## Reading passage
↓

What is GR exactly i have ideas but i wanna know for sure

What is SR?

how does Quantum Gravity work?

 

that's too many questions (SR, GR, QG).

 

I would advise you to first focus on the basic message in GR.

 

To understand the MATH of GR you need a preparation of SR. That is how it is done in school. But this often seems to cripple people. they learn SR so well that they have real difficulty absorbing the essential idea in GR.

 

So I would say to try things in a different un-academic order. First try to get the basic main idea of General Relativity and treat the rest as mathematical details and refinements.

 

Swansont may wish to correct me on this or improve on it.

 

Basically, GR was published in 1915 and the fundamental message was that geometry is a dynamic changeable bunch of distances that interacts with matter.

there isn't some fixed rigid eternal space and some pre-ordained spacetime as Euclid or Newton might have imagined. there is no pre-establshed geometry of points with fixed distances between

 

the catalog of distances is called the "metric" (a technical term with nothing to do with the Metric System of units) and the 1915 GR paper said that the metric is a dynamic changeable thing. Geometry itself can expand and contract and ripple and bend in relation to where the matter is, according to a kind of LAW or equation called the "field equation" which lets you CALCULATE to some extent how the geometry of the universe is going to behave. Or if you prefer to say space instead of geometry, to calculate how space is going to behave-----or how spacetime is shaped by the flow-lines of matter in it.

 

You could practice imagining some simple examples----flat smooth geometries with no bumps and bulges.

Imagine an infinite flat piece of paper with nothing above or below and call that "euclidean 2-space"

then imagine somehow mapping that onto a sphere---putting an extra point at the north pole called the point at infinity. Imagine that sphere with nothing inside or outside it----the "2-sphere"----as all of space for some 2D creatures.

Now go up one dimension

Imagine an infinite "euclidean 3-space" with nothing else outside---like with the sheet of paper there is no above or below, what would "above" or "below" mean anyway?

Then map that around a "3-sphere". think of that as all of space, nothing inside the 3-sphere and nothing outside.

the 3-sphere is an important model of space. IT IS FINITE AND YET IT HAS NO BOUNDARY.

 

I think it is important to be able to imagine 3D spaces that are finite and have no boundary.

 

Otherwise, when somebody says something is SMALL you immediately think that it must be finite (naturally) and then your mind automatically slips from the idea of finite size to the idea of a boundary (WRONG!!! DANGER!!!) and then your mind falls into the trap of saying what if you get to the boundary, can you get OUTSIDE. but in usual mainstream worldview

there is no boundary, there is no outside

 

So I seriously recommend practicing to train your imagination to be able to imagine 3D space that is finite and yet has no boundary.

↑

## Dataset
↓

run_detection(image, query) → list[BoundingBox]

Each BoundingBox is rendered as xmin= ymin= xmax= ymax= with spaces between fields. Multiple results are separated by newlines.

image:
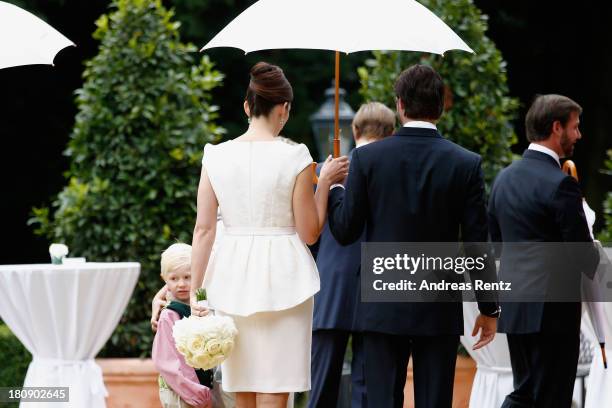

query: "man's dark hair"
xmin=395 ymin=65 xmax=444 ymax=120
xmin=525 ymin=94 xmax=582 ymax=142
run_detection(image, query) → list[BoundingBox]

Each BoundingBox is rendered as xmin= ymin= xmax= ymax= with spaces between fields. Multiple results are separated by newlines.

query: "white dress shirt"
xmin=404 ymin=120 xmax=438 ymax=130
xmin=527 ymin=143 xmax=561 ymax=167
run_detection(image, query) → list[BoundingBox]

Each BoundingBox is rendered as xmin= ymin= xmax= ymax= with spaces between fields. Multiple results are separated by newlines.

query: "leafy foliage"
xmin=31 ymin=0 xmax=223 ymax=356
xmin=597 ymin=150 xmax=612 ymax=245
xmin=359 ymin=0 xmax=518 ymax=182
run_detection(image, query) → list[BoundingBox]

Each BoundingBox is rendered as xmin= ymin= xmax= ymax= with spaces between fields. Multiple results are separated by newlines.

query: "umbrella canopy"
xmin=202 ymin=0 xmax=473 ymax=54
xmin=202 ymin=0 xmax=474 ymax=157
xmin=0 ymin=1 xmax=74 ymax=69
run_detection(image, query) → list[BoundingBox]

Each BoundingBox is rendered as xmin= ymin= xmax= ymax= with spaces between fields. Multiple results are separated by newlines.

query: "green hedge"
xmin=30 ymin=0 xmax=224 ymax=357
xmin=0 ymin=324 xmax=32 ymax=388
xmin=359 ymin=0 xmax=518 ymax=183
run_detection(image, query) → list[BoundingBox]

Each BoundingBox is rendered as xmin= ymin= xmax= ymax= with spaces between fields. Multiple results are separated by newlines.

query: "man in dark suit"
xmin=308 ymin=102 xmax=395 ymax=408
xmin=328 ymin=65 xmax=498 ymax=408
xmin=489 ymin=95 xmax=599 ymax=408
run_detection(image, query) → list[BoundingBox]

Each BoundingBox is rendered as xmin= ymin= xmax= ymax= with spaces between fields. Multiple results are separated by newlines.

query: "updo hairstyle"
xmin=245 ymin=62 xmax=293 ymax=118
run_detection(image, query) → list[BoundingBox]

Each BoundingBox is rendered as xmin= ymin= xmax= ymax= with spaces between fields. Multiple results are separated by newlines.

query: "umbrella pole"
xmin=334 ymin=51 xmax=340 ymax=157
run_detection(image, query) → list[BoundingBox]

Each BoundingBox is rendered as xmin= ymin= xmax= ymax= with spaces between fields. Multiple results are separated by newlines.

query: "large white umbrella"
xmin=202 ymin=0 xmax=473 ymax=156
xmin=0 ymin=1 xmax=74 ymax=69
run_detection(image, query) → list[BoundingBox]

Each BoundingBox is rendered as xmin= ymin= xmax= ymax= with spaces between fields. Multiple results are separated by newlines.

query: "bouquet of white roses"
xmin=172 ymin=288 xmax=238 ymax=370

↑

## Goals
• a. Answer the following from the general relativity post:
(i) In what year was General Relativity published?
(ii) What is the catalog of distances called?
(iii) What two properties does the post attribute to the 3-sphere as a model of space?
• b. Quote the general relativity post word for word, starting at "Basically, GR was" and ending at "interacts with matter.".
The listing above comes from a source unrelated to the general relativity post.

## The answers
• a.
(i) 1915
(ii) The "metric"
(iii) It is finite, and yet it has no boundary.

• b.
Basically, GR was published in 1915 and the fundamental message was that geometry is a dynamic changeable bunch of distances that interacts with matter.